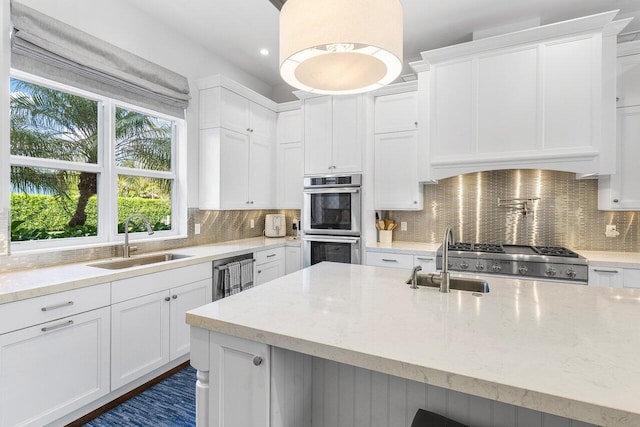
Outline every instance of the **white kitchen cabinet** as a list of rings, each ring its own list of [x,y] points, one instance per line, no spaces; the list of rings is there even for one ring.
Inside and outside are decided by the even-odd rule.
[[[0,335],[0,426],[42,426],[109,393],[109,308]]]
[[[436,272],[436,254],[430,255],[414,255],[413,256],[413,266],[422,267],[422,271],[425,273],[435,273]]]
[[[254,252],[256,260],[253,266],[254,286],[277,279],[285,275],[286,255],[285,248],[275,248],[266,251]]]
[[[200,209],[273,208],[274,169],[269,140],[224,128],[200,131]]]
[[[362,172],[362,96],[322,96],[304,101],[307,175]]]
[[[417,131],[375,136],[375,209],[422,210],[423,193],[418,182],[417,157]]]
[[[640,50],[640,44],[638,50]],[[618,58],[618,107],[640,105],[640,54]]]
[[[402,132],[418,128],[416,91],[376,96],[375,133]]]
[[[617,172],[598,179],[598,209],[640,209],[640,106],[617,109]]]
[[[230,335],[212,334],[209,381],[210,425],[270,425],[269,346]]]
[[[211,302],[211,275],[203,263],[112,282],[112,390],[188,352],[184,313]]]
[[[621,28],[613,16],[422,52],[415,68],[425,83],[429,174],[421,179],[513,168],[612,173]]]
[[[367,265],[412,269],[413,255],[396,252],[367,251]]]
[[[302,250],[300,246],[285,246],[285,274],[302,269]]]
[[[278,114],[278,208],[302,209],[303,120],[300,109]]]
[[[637,268],[624,269],[623,287],[640,288],[640,269],[637,269]]]
[[[208,304],[213,299],[211,279],[200,280],[171,289],[169,309],[169,357],[171,360],[189,353],[189,325],[187,311]]]
[[[199,205],[276,204],[276,113],[221,86],[200,91]]]
[[[622,288],[624,269],[614,267],[589,267],[589,286]]]

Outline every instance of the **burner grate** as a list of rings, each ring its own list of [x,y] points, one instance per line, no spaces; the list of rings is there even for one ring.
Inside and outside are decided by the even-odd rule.
[[[450,251],[460,251],[460,252],[486,252],[486,253],[494,253],[494,254],[502,254],[504,253],[504,249],[502,245],[496,245],[494,243],[464,243],[464,242],[455,242],[449,244]]]
[[[578,258],[580,256],[577,253],[560,246],[534,246],[533,250],[535,250],[540,255],[546,256],[562,256],[569,258]]]

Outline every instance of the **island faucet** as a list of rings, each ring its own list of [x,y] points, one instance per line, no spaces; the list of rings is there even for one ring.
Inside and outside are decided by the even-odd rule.
[[[147,219],[146,216],[138,213],[129,215],[127,219],[124,220],[124,247],[122,248],[123,258],[129,258],[130,252],[138,249],[135,246],[129,246],[129,221],[131,221],[131,218],[136,218],[136,217],[144,221],[144,224],[147,226],[147,233],[149,233],[149,235],[153,234],[153,230],[151,229],[151,223],[149,223],[149,220]]]
[[[411,289],[418,289],[418,271],[422,270],[422,267],[416,265],[411,272]]]
[[[453,230],[447,226],[442,238],[442,272],[440,273],[440,292],[449,293],[449,244],[453,243]]]

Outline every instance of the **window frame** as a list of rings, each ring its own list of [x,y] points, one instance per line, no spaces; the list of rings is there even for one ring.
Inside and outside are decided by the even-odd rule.
[[[98,103],[98,162],[80,163],[57,159],[13,155],[9,151],[9,166],[26,166],[97,174],[98,230],[97,236],[68,237],[61,239],[27,240],[13,242],[8,236],[11,251],[23,252],[38,249],[70,249],[73,247],[110,246],[124,242],[124,233],[118,233],[118,176],[162,178],[172,180],[171,186],[171,230],[156,231],[152,236],[143,232],[131,232],[134,240],[165,240],[187,237],[186,203],[186,135],[184,119],[142,108],[115,98],[98,95],[86,90],[58,83],[23,71],[11,69],[11,78],[27,81],[50,89],[81,96]],[[157,117],[172,123],[171,170],[155,171],[116,165],[115,112],[123,108],[136,113]],[[11,196],[10,180],[6,189]]]

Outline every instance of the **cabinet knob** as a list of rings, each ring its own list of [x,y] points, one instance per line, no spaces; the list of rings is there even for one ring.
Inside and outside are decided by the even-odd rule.
[[[417,200],[414,200],[414,201],[413,201],[413,204],[414,204],[414,205],[417,205],[417,204],[418,204],[418,201],[417,201]]]
[[[169,297],[164,297],[164,300],[165,300],[165,301],[171,301],[171,298],[169,298]]]
[[[618,203],[618,199],[613,199],[613,203]]]
[[[250,129],[250,128],[247,128],[247,132],[251,132],[251,129]]]
[[[178,299],[178,295],[173,295],[171,298]]]
[[[253,204],[253,200],[251,201],[251,204]]]
[[[414,125],[416,125],[416,127],[418,127],[418,122],[413,122]]]
[[[262,365],[262,357],[254,356],[253,357],[253,364],[256,365],[256,366]]]
[[[262,273],[262,270],[258,270],[258,274]]]

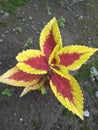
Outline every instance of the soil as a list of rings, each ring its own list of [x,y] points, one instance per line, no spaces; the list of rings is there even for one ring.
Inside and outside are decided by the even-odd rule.
[[[6,23],[0,26],[0,75],[16,64],[15,57],[20,51],[39,49],[40,32],[54,16],[57,19],[63,16],[66,20],[65,27],[60,29],[64,46],[98,47],[98,1],[72,3],[70,0],[64,6],[59,2],[48,0],[46,4],[44,0],[33,0],[17,7],[7,18],[0,14],[0,20]],[[28,38],[32,38],[32,44],[26,44]],[[94,62],[97,56],[89,63]],[[90,113],[84,121],[58,102],[48,83],[46,95],[32,91],[22,98],[19,96],[23,88],[0,83],[0,130],[98,130],[98,98],[95,97],[98,84],[91,79],[78,82],[84,94],[84,110]],[[2,95],[6,88],[10,90],[10,97]]]

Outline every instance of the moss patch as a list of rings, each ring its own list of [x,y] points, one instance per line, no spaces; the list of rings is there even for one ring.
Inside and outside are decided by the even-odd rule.
[[[22,6],[27,1],[30,0],[0,0],[0,5],[3,10],[12,13],[17,6]]]

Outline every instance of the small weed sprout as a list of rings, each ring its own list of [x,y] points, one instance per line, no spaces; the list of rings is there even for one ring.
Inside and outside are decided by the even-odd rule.
[[[48,1],[47,0],[46,0],[46,9],[47,9],[48,14],[51,14],[51,9],[50,9],[50,7],[48,5]]]
[[[59,1],[59,3],[61,4],[61,6],[63,6],[63,7],[64,7],[64,2],[65,2],[65,0],[60,0]]]
[[[38,91],[41,91],[41,94],[42,94],[42,95],[46,95],[46,94],[47,94],[47,91],[46,91],[45,87],[40,87],[40,88],[38,89]]]
[[[12,96],[12,94],[8,88],[6,88],[5,90],[2,91],[2,95],[6,95],[8,97]]]
[[[83,2],[85,0],[73,0],[73,3],[76,4],[77,2]]]
[[[15,28],[13,29],[13,31],[22,33],[22,28],[21,28],[21,27],[15,27]]]
[[[29,16],[29,20],[32,20],[33,19],[33,17],[32,16]]]
[[[23,49],[27,49],[32,44],[32,38],[29,37],[27,41],[25,42]]]
[[[60,28],[64,28],[65,25],[67,24],[67,22],[63,16],[61,16],[57,21],[58,21],[58,25]]]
********************
Problem to solve:
Show every line from the listing above in which the string "cabinet" appears.

Final answer:
Outline every instance of the **white kitchen cabinet** as a list of rings, each ring its own list of [x,y] points, one instance per line, no spaces; the list of rings is there even for one ring.
Outline every instance of the **cabinet knob** as a list of rings, each ring its own list of [x,y] points, one instance per line, no spaces; the list of rings is there even for one ring.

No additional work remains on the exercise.